## Provided passage
The Wolf Man (1941) - George Waggner

Another Universal Monsters movie classic. The Wolf Man is a fantastic story that introduces the newly developed modern horror community to werewolves. At least in the form that we all know and take as scripture. Lon Chaney Jr. turns in his most infamous performance in the lead. It was definitely the peak of his career, but it serves him very well. I am very hard on Werewolf movies and this one gets no mercy. I went into this watching it with a pretty great distaste, but I was softened. It was good. 

Lon Chaney Jr. plays an American, Larry Talbot, that has come to his ancestral homeland of Whales. He falls in with the locals and enjoys the scenery. Everyone seems really outspoken about werewolves. They chant and tell tales that eventually intrigue Talbot into a trip to a Gypsy Camp. They are attacked by a werewolf but Talbot ends up killing it. However, in the struggle the werewolf bit him. He is told of his fate to become a werewolf during every full moon. Larry distances himself from everyone. He's afraid that he might become a werewolf with an insatiable lust for blood. He begs for everyone to leave him alone and when the moon is full he becomes the Wolf Man! He stalks the shadows preying on whatever might come his way.

## Task statement
In the review of The Wolf Man, which character does Lon Chaney Jr. play? The entries come from a different source than this review.

## Record set

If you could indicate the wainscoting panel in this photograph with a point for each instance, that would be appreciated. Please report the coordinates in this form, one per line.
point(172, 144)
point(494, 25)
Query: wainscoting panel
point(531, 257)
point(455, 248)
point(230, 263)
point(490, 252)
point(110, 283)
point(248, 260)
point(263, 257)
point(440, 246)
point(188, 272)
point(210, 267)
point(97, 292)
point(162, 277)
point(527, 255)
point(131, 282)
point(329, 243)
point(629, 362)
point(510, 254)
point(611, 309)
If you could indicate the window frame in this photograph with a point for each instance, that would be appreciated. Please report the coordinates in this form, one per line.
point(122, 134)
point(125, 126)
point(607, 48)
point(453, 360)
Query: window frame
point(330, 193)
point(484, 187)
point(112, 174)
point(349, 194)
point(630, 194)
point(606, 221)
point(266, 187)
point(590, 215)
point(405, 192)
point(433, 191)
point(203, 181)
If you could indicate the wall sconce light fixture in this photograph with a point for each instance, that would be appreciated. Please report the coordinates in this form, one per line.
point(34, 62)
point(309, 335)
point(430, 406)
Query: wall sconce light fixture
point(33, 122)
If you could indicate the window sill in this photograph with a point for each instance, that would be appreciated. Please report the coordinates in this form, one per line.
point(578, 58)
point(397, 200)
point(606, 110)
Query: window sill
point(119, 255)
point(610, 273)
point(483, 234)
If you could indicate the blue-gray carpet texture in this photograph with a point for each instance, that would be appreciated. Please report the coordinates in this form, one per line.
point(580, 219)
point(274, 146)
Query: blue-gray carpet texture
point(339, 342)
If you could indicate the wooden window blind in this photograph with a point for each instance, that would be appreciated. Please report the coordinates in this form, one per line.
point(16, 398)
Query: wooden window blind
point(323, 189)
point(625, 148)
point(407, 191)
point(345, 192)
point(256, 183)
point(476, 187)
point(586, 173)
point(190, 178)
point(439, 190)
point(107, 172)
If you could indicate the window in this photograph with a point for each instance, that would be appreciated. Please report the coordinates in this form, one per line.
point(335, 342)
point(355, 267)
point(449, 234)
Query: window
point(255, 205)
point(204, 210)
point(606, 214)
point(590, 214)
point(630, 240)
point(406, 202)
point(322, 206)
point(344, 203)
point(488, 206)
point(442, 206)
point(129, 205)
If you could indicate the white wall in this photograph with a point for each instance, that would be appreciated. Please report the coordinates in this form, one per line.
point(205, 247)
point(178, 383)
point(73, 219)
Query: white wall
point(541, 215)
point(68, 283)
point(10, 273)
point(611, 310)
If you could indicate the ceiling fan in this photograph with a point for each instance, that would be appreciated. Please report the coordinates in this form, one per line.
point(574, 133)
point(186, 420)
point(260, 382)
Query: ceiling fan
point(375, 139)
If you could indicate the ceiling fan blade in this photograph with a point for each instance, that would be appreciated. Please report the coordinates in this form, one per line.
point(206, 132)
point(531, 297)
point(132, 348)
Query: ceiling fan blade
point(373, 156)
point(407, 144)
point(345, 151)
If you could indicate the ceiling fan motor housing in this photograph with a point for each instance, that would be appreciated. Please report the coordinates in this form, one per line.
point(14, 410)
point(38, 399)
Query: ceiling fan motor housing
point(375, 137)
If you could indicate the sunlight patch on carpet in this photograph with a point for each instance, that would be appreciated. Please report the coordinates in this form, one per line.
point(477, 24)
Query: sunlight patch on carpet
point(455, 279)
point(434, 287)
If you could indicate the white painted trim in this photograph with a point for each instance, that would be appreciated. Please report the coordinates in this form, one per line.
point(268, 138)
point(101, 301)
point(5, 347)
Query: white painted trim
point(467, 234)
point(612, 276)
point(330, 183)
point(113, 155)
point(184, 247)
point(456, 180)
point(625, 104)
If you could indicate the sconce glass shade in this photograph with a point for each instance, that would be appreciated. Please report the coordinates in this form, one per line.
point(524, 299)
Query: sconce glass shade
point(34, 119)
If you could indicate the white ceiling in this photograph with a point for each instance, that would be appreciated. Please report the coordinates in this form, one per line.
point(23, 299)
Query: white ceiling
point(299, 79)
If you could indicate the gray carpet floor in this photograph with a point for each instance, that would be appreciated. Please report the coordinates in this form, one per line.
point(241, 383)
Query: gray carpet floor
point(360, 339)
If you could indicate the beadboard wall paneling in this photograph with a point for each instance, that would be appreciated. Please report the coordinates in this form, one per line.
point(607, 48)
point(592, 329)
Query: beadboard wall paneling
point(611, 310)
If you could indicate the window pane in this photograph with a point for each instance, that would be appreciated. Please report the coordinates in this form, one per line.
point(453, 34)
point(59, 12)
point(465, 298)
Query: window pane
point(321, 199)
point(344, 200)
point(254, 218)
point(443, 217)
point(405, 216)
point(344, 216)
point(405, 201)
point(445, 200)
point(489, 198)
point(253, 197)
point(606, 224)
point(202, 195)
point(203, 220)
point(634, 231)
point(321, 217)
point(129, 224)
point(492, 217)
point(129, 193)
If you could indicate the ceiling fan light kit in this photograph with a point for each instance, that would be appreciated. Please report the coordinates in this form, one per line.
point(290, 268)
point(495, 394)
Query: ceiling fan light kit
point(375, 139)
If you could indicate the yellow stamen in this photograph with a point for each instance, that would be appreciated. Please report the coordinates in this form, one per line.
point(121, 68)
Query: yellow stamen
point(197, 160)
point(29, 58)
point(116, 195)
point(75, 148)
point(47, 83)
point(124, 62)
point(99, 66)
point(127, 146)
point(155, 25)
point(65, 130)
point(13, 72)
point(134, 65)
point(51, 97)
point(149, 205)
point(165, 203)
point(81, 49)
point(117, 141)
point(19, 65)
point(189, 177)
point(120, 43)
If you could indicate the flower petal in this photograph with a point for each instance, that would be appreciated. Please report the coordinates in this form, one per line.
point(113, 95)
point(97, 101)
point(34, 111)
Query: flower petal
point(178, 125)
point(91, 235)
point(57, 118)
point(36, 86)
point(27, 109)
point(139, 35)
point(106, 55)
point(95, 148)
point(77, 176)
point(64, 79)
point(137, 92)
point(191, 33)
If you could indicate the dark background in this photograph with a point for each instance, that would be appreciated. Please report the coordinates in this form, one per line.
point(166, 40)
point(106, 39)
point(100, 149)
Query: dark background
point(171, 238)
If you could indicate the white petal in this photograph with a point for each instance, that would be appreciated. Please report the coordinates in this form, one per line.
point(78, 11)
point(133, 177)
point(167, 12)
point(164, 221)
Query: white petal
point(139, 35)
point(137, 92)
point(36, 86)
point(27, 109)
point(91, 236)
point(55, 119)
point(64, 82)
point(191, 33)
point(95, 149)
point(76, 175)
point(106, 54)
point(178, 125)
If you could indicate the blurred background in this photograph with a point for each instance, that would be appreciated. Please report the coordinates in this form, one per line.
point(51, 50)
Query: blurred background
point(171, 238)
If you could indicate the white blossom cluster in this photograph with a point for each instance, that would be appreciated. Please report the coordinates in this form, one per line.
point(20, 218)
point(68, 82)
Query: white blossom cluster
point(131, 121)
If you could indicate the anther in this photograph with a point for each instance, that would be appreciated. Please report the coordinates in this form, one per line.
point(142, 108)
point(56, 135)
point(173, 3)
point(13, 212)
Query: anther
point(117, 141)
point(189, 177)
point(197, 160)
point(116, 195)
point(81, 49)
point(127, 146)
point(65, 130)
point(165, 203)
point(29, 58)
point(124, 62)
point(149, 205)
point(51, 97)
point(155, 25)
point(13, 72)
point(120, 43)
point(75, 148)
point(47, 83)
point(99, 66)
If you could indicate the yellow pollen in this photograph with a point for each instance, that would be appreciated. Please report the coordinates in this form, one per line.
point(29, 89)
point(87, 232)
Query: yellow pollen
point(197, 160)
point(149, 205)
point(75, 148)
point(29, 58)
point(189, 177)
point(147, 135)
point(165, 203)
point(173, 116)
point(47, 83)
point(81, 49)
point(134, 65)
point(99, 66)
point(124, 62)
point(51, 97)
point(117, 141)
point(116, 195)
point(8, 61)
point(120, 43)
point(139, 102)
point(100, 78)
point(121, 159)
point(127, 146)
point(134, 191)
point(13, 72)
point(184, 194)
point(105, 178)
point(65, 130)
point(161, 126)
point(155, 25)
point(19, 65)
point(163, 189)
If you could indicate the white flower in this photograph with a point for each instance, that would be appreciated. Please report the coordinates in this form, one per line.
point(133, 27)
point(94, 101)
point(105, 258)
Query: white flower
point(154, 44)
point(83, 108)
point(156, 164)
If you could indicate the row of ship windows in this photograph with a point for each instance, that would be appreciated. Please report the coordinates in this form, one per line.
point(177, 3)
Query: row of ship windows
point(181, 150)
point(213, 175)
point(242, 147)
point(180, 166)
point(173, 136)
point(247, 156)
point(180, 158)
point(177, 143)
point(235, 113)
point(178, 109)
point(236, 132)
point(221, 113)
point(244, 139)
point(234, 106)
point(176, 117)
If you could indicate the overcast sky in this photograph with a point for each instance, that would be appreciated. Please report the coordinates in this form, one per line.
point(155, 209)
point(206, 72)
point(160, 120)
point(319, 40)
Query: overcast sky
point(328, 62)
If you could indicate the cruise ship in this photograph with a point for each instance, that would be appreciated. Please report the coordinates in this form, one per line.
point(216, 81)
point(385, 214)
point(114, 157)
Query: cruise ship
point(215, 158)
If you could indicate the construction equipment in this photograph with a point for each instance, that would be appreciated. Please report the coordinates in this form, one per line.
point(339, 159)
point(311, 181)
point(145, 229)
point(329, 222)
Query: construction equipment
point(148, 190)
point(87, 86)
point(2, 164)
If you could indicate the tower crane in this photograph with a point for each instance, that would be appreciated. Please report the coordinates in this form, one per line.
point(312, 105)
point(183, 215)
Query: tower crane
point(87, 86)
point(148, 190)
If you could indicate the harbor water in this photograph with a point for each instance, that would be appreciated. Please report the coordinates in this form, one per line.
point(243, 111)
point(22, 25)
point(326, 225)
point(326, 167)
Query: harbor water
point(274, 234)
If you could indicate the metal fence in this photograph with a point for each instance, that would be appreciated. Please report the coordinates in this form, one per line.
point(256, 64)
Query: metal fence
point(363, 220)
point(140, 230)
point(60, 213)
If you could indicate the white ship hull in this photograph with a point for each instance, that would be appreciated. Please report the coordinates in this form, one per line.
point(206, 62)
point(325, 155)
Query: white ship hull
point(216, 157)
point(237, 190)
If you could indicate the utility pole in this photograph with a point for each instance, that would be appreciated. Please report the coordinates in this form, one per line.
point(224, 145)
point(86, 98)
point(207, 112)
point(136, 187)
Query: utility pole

## Answer to this exercise
Larry Talbot, an American.